Task list:
A - Pull from the synchronization primitives page the passage that opens with the words containing "Single-fire synchronization point" and closes with "result is ready).", copying it word for word.
B - In the synchronization primitives page, which two files define the synchronization primitives that Blitz uses?

Document segment:
-----

Synchronization Primitives

Overview

Blitz uses several synchronization primitives defined in Latch.zig and Sync.zig, all designed to be lock-free for the hot path.

OnceLatch

Single-fire synchronization point with a 4-state machine to prevent missed wakes.

Use Case

Signal completion of a single task (e.g., a Future result is ready).

Implementation

pub const OnceLatch = struct {
    const UNSET: u32 = 0;
    const SLEEPY: u32 = 1;
    const SLEEPING: u32 = 2;
    const SET: u32 = 3;

    state: std.atomic.Value(u32) = std.atomic.Value(u32).init(UNSET),

    pub fn init() OnceLatch {
        return .{};
    }

    /// Non-blocking check if done
    pub inline fn probe(self: *const OnceLatch) bool {
        return self.state.load(.acquire) == SET;
    }

    /// Alias for probe()

-----

Entries shown:
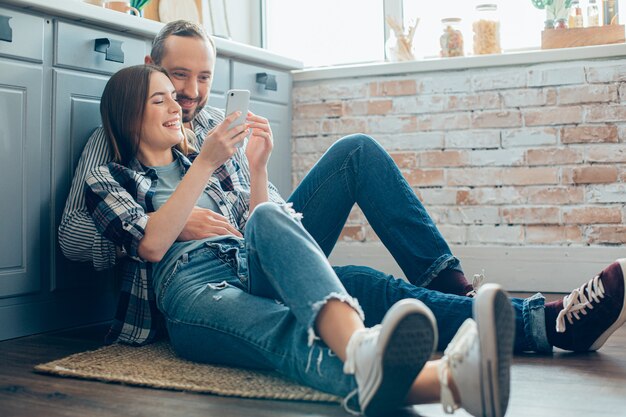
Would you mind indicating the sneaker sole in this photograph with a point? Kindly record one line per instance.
(493, 311)
(407, 346)
(620, 320)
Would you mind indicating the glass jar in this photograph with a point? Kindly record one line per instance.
(451, 40)
(486, 30)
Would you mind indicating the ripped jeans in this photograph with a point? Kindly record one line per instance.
(214, 313)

-----

Solutions to the tasks:
A -
Single-fire synchronization point with a 4-state machine to prevent missed wakes.

Use Case

Signal completion of a single task (e.g., a Future result is ready).

B - Latch.zig and Sync.zig.